:: PROVIDED TEXT ::

Jan Wuppermann, Senior Executive, Head-Service, Assurance and Data & AI, NTT DATA APAC said many firms underestimate how complex large-scale AI implementation is, and the belief that adopting AI is easy can be misleading.
Artificial intelligence (AI) is rapidly reshaping global productivity, and the acceleration is far steeper than many expected. In a conversation with Jan Wuppermann, Senior Executive, Head – Service, Assurance and Data & AI at NTT DATA APAC, the company revealed that AI is already delivering extraordinary gains—50% productivity improvement in 2025, with expectations of reaching 70% within the next two years. These figures, Wuppermann clarified, reflect “productivity gains, not only cost savings,” driven by AI’s deep integration into software development and engineering workflows.
Speaking to CNBC-TV18, Wuppermann said NTT’s biggest efficiencies are coming from AI-generated code and automation throughout the software development life cycle. He emphasised that these improvements apply specifically to engineering and development functions, where AI is now embedded across every stage. The company’s AI-led momentum is also contributing to its ambitious target of generating $2 billion in revenue from Agentic AI, a goal he said they are “on track” to meet, with exponential growth already visible.

:: AVAILABLE DATA ::
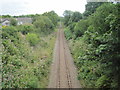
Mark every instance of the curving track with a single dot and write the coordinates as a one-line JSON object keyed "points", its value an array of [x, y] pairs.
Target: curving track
{"points": [[63, 72]]}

:: PROBLEM DESCRIPTION ::
Reproduce the NTT DATA AI productivity article above in full, word for word.

:: EXERCISE RESULT ::
Jan Wuppermann, Senior Executive, Head-Service, Assurance and Data & AI, NTT DATA APAC said many firms underestimate how complex large-scale AI implementation is, and the belief that adopting AI is easy can be misleading.
Artificial intelligence (AI) is rapidly reshaping global productivity, and the acceleration is far steeper than many expected. In a conversation with Jan Wuppermann, Senior Executive, Head – Service, Assurance and Data & AI at NTT DATA APAC, the company revealed that AI is already delivering extraordinary gains—50% productivity improvement in 2025, with expectations of reaching 70% within the next two years. These figures, Wuppermann clarified, reflect “productivity gains, not only cost savings,” driven by AI’s deep integration into software development and engineering workflows.
Speaking to CNBC-TV18, Wuppermann said NTT’s biggest efficiencies are coming from AI-generated code and automation throughout the software development life cycle. He emphasised that these improvements apply specifically to engineering and development functions, where AI is now embedded across every stage. The company’s AI-led momentum is also contributing to its ambitious target of generating $2 billion in revenue from Agentic AI, a goal he said they are “on track” to meet, with exponential growth already visible.